* **TASK TO COMPLETE**
From the records below, pull out every line that contains the word "ceiling" and copy each one unchanged.

======== MATERIAL FOR THIS TASK

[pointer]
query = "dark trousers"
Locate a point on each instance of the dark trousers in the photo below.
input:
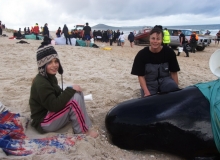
(119, 42)
(37, 38)
(68, 37)
(193, 47)
(185, 50)
(110, 42)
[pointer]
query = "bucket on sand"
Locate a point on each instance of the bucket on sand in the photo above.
(180, 49)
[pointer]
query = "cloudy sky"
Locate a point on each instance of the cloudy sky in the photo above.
(25, 13)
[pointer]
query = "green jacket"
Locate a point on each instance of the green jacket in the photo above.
(46, 95)
(166, 37)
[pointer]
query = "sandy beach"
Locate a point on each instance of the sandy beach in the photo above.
(103, 73)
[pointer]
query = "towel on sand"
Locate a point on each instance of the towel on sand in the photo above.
(13, 140)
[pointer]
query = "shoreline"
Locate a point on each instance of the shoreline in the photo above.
(103, 73)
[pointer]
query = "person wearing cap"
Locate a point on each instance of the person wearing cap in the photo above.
(87, 32)
(131, 39)
(166, 37)
(36, 31)
(46, 30)
(52, 107)
(156, 66)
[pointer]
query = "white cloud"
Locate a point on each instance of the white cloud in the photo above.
(23, 13)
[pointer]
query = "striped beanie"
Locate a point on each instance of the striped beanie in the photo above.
(45, 54)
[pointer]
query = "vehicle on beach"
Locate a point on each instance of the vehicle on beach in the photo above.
(142, 37)
(79, 29)
(174, 39)
(208, 38)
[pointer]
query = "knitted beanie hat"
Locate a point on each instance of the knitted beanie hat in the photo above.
(45, 54)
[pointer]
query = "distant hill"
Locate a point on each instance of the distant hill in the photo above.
(104, 27)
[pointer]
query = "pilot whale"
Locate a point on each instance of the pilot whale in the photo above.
(176, 122)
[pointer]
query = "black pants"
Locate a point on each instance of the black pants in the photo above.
(37, 38)
(68, 37)
(110, 42)
(193, 47)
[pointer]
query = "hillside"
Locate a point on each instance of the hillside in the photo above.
(104, 27)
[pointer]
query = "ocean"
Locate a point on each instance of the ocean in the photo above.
(213, 28)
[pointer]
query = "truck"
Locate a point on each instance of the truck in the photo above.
(78, 29)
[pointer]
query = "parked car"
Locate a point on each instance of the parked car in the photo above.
(207, 38)
(174, 39)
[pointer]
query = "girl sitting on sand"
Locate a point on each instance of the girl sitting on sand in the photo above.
(51, 107)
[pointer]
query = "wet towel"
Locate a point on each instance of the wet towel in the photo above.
(13, 141)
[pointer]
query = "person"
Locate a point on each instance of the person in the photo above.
(65, 31)
(0, 28)
(25, 30)
(156, 66)
(193, 41)
(58, 33)
(19, 35)
(46, 30)
(52, 107)
(217, 37)
(36, 31)
(87, 32)
(117, 38)
(166, 37)
(110, 36)
(121, 38)
(207, 32)
(131, 39)
(28, 31)
(183, 43)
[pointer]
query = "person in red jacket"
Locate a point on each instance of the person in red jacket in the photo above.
(36, 31)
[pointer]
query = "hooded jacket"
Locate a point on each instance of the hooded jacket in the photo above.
(45, 95)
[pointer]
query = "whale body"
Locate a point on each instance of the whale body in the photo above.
(176, 122)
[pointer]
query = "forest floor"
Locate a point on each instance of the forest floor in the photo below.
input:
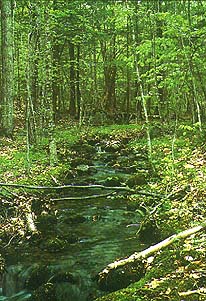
(177, 169)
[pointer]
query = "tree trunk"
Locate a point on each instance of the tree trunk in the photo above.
(72, 106)
(7, 114)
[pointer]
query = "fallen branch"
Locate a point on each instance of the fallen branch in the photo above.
(116, 188)
(30, 223)
(200, 291)
(83, 197)
(151, 250)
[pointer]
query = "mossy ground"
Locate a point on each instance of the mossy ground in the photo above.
(179, 170)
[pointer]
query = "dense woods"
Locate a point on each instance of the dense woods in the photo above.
(103, 155)
(100, 62)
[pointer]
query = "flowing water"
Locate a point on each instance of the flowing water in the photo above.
(85, 236)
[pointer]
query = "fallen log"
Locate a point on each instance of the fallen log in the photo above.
(103, 277)
(97, 186)
(95, 196)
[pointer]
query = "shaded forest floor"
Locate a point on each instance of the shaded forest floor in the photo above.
(177, 170)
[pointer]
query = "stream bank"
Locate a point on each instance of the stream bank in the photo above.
(183, 179)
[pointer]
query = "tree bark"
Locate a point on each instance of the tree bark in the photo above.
(151, 250)
(7, 67)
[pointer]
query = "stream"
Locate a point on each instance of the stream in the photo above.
(80, 239)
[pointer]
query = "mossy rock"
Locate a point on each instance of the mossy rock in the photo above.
(46, 292)
(54, 244)
(64, 277)
(137, 179)
(74, 219)
(46, 223)
(38, 276)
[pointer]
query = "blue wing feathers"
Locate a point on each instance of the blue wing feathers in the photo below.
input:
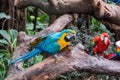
(26, 56)
(49, 44)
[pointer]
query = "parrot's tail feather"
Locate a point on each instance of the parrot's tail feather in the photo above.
(26, 56)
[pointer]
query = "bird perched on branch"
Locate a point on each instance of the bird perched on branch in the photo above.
(51, 44)
(116, 55)
(115, 1)
(100, 44)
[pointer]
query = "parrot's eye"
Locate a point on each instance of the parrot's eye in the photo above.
(70, 37)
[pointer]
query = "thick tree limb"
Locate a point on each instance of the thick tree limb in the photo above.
(74, 58)
(24, 40)
(97, 8)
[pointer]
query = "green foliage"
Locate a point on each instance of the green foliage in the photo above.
(9, 39)
(41, 23)
(8, 44)
(3, 15)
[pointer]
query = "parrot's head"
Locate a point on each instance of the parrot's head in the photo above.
(118, 46)
(71, 35)
(104, 37)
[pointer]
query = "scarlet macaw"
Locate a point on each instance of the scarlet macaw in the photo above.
(114, 56)
(100, 44)
(51, 44)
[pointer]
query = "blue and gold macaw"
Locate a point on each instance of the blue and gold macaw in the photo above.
(51, 44)
(116, 55)
(115, 1)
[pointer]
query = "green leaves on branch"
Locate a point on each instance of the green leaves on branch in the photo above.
(9, 40)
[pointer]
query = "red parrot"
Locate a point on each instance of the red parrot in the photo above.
(101, 43)
(116, 55)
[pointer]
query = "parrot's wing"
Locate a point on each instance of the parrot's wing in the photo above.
(38, 40)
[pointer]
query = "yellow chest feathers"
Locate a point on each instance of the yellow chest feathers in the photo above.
(62, 42)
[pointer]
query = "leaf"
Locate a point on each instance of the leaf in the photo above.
(3, 15)
(5, 35)
(13, 33)
(3, 41)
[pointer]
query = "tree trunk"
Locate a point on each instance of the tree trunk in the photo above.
(17, 20)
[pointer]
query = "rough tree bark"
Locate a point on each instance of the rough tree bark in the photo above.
(24, 40)
(77, 59)
(74, 58)
(97, 8)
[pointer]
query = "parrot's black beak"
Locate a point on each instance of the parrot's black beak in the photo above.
(105, 40)
(73, 38)
(70, 37)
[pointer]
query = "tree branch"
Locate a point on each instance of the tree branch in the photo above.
(74, 58)
(97, 8)
(24, 40)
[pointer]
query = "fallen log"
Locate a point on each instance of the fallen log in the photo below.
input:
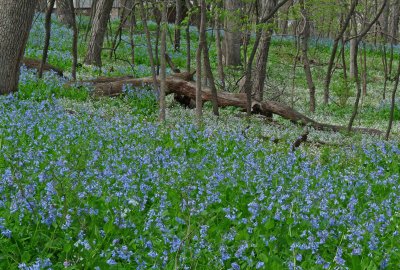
(183, 87)
(35, 64)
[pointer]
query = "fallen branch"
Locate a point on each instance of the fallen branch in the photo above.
(180, 84)
(35, 64)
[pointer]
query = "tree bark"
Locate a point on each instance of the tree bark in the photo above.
(339, 37)
(178, 20)
(263, 52)
(163, 66)
(74, 41)
(64, 13)
(47, 37)
(149, 47)
(181, 86)
(358, 39)
(393, 103)
(304, 37)
(98, 31)
(206, 59)
(232, 37)
(394, 33)
(15, 23)
(199, 102)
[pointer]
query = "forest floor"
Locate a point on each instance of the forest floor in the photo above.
(88, 183)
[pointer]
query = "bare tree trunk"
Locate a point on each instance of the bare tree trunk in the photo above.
(206, 59)
(15, 22)
(74, 41)
(263, 52)
(128, 13)
(339, 37)
(163, 74)
(178, 20)
(98, 31)
(393, 103)
(358, 39)
(353, 48)
(149, 47)
(304, 36)
(188, 45)
(47, 37)
(199, 101)
(64, 13)
(41, 6)
(232, 37)
(394, 33)
(221, 72)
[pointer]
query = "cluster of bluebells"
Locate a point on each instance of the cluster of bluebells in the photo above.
(150, 196)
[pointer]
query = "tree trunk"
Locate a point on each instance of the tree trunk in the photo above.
(306, 63)
(98, 31)
(199, 102)
(149, 47)
(206, 59)
(41, 6)
(339, 37)
(178, 20)
(47, 37)
(393, 103)
(358, 39)
(221, 72)
(232, 37)
(128, 13)
(15, 23)
(74, 41)
(353, 48)
(113, 86)
(163, 66)
(64, 13)
(263, 51)
(394, 33)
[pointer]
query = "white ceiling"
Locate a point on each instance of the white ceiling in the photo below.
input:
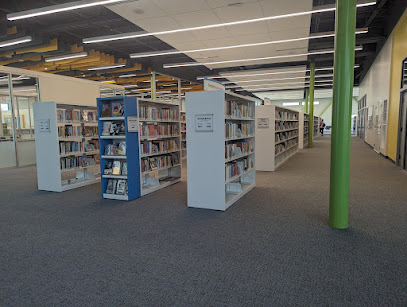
(159, 15)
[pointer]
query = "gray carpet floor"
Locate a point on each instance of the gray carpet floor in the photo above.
(273, 247)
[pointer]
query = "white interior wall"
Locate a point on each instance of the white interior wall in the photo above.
(376, 87)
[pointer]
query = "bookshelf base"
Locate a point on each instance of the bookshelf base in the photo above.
(79, 184)
(116, 197)
(286, 159)
(145, 191)
(232, 198)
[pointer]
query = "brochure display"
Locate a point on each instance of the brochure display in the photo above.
(67, 146)
(140, 142)
(220, 148)
(277, 136)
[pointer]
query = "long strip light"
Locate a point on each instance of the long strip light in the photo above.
(66, 57)
(58, 8)
(106, 67)
(127, 76)
(277, 84)
(280, 88)
(253, 59)
(170, 52)
(280, 79)
(321, 9)
(15, 41)
(266, 73)
(268, 84)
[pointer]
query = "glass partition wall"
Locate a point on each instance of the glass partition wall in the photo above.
(17, 95)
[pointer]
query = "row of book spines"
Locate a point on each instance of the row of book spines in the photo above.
(151, 147)
(283, 146)
(235, 109)
(231, 150)
(286, 135)
(158, 113)
(117, 187)
(67, 147)
(285, 125)
(282, 115)
(75, 162)
(155, 163)
(238, 167)
(233, 130)
(161, 129)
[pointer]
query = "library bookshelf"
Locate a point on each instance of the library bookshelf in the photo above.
(183, 122)
(277, 136)
(220, 148)
(304, 119)
(66, 145)
(316, 127)
(143, 142)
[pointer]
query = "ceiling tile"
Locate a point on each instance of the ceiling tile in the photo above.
(222, 3)
(181, 6)
(134, 11)
(242, 12)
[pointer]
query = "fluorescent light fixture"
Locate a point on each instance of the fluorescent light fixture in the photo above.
(320, 9)
(280, 88)
(127, 76)
(58, 8)
(106, 67)
(15, 41)
(66, 57)
(272, 84)
(237, 75)
(280, 79)
(174, 51)
(254, 59)
(315, 103)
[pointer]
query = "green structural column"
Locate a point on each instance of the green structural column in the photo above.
(344, 59)
(306, 101)
(311, 104)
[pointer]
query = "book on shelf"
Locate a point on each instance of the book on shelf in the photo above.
(115, 149)
(113, 128)
(108, 168)
(116, 167)
(106, 110)
(117, 109)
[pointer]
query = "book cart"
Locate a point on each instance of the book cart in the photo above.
(140, 140)
(66, 145)
(277, 136)
(220, 148)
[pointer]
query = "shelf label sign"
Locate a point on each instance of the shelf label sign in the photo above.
(262, 123)
(204, 123)
(44, 125)
(132, 124)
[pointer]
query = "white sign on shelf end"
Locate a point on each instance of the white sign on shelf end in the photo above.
(204, 123)
(263, 123)
(132, 124)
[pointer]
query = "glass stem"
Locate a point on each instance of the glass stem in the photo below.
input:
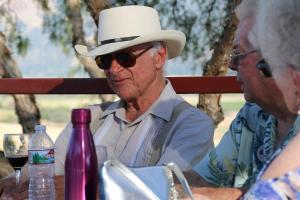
(18, 172)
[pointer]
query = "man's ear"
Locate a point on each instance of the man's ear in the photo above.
(296, 80)
(161, 58)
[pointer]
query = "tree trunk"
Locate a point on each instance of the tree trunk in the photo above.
(74, 14)
(25, 106)
(218, 64)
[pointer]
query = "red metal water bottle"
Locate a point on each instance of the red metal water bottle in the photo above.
(81, 177)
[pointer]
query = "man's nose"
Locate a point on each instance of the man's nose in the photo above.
(233, 65)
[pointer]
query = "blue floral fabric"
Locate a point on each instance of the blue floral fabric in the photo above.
(284, 187)
(243, 150)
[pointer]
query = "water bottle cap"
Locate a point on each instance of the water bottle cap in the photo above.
(81, 115)
(39, 128)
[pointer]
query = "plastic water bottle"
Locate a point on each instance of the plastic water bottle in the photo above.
(81, 177)
(41, 165)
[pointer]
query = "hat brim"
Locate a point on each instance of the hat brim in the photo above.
(174, 40)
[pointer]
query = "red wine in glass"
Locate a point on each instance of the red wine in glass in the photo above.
(15, 148)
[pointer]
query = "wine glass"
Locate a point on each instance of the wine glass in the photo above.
(15, 148)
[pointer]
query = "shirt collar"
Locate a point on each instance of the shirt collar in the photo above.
(162, 107)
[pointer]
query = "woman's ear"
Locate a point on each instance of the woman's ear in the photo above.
(296, 82)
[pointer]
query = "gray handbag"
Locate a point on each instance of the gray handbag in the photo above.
(155, 182)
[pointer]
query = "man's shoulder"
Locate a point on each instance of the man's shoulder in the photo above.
(253, 115)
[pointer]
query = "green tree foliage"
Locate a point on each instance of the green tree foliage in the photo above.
(11, 27)
(202, 21)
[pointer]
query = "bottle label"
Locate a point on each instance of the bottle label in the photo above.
(41, 156)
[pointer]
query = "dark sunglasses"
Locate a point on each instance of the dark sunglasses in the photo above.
(264, 67)
(124, 58)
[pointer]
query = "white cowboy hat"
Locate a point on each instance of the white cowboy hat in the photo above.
(127, 26)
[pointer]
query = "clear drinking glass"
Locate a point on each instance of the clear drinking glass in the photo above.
(101, 152)
(15, 148)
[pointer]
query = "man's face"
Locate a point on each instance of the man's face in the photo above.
(253, 84)
(133, 82)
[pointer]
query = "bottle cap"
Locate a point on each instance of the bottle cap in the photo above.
(81, 115)
(39, 128)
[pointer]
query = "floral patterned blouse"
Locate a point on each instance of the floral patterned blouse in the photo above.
(284, 187)
(243, 150)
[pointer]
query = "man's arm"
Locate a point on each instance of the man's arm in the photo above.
(217, 193)
(201, 189)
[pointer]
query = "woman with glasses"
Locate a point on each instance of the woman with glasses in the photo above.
(277, 35)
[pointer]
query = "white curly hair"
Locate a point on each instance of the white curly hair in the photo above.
(247, 8)
(276, 33)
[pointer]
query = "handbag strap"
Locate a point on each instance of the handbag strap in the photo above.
(175, 169)
(133, 178)
(165, 135)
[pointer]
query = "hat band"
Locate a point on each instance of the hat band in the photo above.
(117, 40)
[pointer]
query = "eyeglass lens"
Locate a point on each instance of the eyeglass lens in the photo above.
(125, 59)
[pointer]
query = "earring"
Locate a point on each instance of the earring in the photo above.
(298, 106)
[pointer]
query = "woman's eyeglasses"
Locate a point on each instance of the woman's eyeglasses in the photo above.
(124, 58)
(264, 67)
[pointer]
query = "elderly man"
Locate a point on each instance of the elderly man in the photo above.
(150, 124)
(256, 132)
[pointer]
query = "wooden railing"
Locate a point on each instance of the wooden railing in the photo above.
(182, 85)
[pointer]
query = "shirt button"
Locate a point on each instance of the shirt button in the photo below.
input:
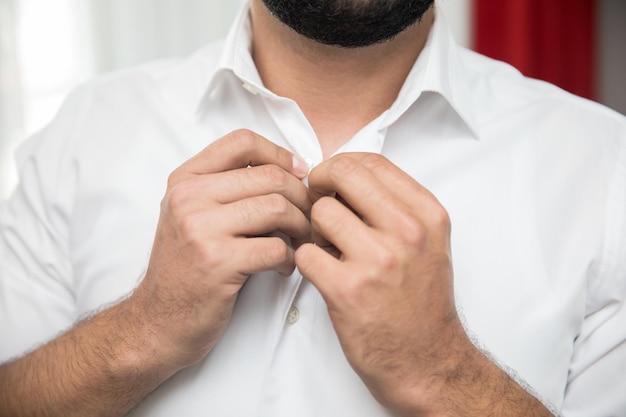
(293, 315)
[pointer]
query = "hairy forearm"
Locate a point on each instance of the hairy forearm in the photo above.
(469, 383)
(102, 367)
(478, 387)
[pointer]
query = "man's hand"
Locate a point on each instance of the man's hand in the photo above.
(219, 208)
(382, 262)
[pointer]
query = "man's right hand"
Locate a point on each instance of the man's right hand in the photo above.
(219, 208)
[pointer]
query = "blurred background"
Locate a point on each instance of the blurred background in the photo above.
(48, 47)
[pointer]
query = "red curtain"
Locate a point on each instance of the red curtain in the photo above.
(553, 40)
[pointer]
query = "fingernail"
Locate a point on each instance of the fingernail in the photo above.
(300, 166)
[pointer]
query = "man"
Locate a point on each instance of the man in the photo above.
(271, 290)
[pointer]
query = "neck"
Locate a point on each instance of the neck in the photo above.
(339, 90)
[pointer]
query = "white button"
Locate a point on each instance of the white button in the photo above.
(293, 315)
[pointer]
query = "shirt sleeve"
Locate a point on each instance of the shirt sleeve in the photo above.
(36, 295)
(596, 385)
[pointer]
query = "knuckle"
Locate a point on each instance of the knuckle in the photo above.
(174, 178)
(343, 166)
(374, 161)
(441, 217)
(277, 251)
(176, 198)
(275, 175)
(243, 138)
(278, 204)
(413, 231)
(386, 260)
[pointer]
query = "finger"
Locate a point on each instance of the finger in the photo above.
(263, 214)
(358, 186)
(319, 267)
(335, 225)
(230, 186)
(240, 149)
(262, 254)
(396, 180)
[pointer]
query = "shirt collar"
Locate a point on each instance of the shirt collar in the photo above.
(437, 69)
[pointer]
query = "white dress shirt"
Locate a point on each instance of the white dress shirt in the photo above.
(534, 180)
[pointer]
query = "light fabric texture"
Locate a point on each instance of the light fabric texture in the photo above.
(534, 180)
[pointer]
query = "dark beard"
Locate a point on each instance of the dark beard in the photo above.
(348, 23)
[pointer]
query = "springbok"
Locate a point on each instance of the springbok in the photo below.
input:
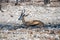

================

* **ANSWER TO THIS EXERCISE**
query = "white ceiling"
Locate a point on each instance of the white ceiling in the photo below.
query = "ceiling tile"
Locate a point on each instance of the ceiling tile in the photo above.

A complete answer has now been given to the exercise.